Records excerpted from a collection
========================================================================

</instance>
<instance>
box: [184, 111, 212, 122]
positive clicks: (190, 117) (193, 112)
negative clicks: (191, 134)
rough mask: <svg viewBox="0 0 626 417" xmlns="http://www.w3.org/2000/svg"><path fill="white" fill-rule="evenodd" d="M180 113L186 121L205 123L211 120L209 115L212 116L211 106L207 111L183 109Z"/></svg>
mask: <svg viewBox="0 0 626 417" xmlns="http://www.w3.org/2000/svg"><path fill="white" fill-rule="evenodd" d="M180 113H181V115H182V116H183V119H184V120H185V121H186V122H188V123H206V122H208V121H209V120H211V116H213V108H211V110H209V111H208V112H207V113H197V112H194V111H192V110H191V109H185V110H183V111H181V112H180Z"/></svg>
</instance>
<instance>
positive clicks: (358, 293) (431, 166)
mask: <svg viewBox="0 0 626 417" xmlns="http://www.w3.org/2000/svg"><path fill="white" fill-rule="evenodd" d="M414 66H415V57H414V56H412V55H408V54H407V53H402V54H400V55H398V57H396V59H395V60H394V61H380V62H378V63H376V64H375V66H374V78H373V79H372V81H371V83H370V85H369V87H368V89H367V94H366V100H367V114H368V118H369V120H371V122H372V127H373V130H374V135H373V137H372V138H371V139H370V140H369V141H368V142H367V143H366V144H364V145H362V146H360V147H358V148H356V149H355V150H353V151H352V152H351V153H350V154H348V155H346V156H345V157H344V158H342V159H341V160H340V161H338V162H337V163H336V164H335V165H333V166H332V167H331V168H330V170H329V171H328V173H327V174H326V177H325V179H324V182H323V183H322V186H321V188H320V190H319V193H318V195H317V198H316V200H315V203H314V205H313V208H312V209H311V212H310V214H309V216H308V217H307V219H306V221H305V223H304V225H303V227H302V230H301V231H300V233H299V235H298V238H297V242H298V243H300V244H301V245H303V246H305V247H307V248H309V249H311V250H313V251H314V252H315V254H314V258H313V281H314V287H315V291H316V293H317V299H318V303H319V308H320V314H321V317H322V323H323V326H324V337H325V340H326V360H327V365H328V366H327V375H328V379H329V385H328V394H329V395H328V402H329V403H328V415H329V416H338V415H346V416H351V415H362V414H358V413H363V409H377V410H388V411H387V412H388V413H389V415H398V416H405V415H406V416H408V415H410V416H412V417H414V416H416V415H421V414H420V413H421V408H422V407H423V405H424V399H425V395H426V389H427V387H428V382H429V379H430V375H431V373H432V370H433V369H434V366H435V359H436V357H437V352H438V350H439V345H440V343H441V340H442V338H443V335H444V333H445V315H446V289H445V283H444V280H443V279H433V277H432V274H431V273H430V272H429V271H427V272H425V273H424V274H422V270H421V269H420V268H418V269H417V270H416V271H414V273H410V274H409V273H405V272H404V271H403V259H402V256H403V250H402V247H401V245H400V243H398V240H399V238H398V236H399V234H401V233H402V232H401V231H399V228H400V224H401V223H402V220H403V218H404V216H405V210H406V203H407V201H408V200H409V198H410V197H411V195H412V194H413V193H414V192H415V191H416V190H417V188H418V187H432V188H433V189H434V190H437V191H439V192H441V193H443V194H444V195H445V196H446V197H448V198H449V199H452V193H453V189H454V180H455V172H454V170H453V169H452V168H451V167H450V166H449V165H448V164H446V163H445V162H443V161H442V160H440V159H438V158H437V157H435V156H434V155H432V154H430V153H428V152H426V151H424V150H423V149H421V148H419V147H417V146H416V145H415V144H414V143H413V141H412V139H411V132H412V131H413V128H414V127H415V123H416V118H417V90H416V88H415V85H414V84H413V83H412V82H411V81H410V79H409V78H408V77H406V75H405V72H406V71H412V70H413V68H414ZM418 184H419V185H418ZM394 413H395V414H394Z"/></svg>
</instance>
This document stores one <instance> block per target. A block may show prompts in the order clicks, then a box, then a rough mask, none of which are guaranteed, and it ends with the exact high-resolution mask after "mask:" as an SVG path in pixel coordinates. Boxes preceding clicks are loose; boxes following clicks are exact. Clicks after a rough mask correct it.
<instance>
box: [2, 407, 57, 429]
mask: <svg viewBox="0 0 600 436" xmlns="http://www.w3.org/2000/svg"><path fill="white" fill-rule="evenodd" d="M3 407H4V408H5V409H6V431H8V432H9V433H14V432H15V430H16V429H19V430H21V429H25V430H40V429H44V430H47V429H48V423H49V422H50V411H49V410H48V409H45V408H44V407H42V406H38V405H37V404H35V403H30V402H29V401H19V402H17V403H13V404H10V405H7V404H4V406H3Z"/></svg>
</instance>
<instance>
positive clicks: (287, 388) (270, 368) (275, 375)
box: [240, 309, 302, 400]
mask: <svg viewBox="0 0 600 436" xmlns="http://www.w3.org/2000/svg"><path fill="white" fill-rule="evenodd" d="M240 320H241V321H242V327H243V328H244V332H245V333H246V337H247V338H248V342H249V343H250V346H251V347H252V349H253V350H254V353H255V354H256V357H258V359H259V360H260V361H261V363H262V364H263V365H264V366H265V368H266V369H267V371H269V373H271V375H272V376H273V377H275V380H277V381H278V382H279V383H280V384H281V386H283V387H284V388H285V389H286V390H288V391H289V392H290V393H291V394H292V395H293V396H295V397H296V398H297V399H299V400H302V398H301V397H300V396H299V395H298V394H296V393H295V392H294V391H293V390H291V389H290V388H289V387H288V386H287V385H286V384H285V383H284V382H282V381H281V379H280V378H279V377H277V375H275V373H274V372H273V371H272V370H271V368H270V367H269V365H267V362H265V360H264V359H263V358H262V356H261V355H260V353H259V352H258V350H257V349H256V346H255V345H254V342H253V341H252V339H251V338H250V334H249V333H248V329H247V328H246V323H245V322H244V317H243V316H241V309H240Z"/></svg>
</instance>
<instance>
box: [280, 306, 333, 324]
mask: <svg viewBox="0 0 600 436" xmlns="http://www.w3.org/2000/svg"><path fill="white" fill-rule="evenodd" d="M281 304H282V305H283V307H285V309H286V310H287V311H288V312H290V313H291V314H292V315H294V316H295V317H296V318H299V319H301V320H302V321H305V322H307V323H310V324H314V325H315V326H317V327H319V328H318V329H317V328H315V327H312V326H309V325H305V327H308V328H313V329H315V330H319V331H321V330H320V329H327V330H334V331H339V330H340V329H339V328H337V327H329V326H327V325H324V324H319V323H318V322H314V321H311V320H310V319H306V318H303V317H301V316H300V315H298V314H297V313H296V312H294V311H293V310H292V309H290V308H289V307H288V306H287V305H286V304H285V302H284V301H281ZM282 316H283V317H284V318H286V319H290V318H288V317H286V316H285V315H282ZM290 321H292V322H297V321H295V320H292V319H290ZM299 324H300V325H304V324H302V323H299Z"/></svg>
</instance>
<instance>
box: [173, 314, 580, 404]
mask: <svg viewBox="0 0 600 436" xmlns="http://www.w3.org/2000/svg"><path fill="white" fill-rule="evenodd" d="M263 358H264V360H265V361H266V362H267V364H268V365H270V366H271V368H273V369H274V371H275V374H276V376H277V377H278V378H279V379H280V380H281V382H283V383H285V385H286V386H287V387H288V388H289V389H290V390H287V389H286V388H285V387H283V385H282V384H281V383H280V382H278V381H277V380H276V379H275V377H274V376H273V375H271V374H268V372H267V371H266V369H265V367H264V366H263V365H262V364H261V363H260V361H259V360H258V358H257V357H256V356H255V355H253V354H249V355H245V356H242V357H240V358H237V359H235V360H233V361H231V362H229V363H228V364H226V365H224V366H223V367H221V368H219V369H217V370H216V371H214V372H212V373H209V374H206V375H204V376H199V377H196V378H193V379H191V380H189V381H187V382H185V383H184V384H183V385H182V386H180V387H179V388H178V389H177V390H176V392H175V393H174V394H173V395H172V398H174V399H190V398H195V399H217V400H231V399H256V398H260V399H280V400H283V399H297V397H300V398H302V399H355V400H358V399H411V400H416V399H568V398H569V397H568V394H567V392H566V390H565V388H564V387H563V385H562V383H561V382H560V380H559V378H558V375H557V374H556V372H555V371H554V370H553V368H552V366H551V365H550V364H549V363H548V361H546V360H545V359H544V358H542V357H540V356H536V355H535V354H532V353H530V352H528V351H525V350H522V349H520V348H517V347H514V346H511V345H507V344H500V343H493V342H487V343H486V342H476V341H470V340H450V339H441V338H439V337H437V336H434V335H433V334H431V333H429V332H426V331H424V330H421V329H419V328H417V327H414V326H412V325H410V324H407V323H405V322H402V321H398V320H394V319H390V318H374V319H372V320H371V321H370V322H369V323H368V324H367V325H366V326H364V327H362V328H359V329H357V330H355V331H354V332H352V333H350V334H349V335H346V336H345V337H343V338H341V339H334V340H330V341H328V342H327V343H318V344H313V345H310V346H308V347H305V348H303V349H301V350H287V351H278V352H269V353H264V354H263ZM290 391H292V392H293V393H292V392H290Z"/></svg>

========================================================================

### Instructions to follow
Taking the records from the top, repeat each line exactly until you have repeated the line that contains "negative clicks: (191, 134)".

### Result of the exercise
</instance>
<instance>
box: [184, 111, 212, 122]
positive clicks: (190, 117) (193, 112)
negative clicks: (191, 134)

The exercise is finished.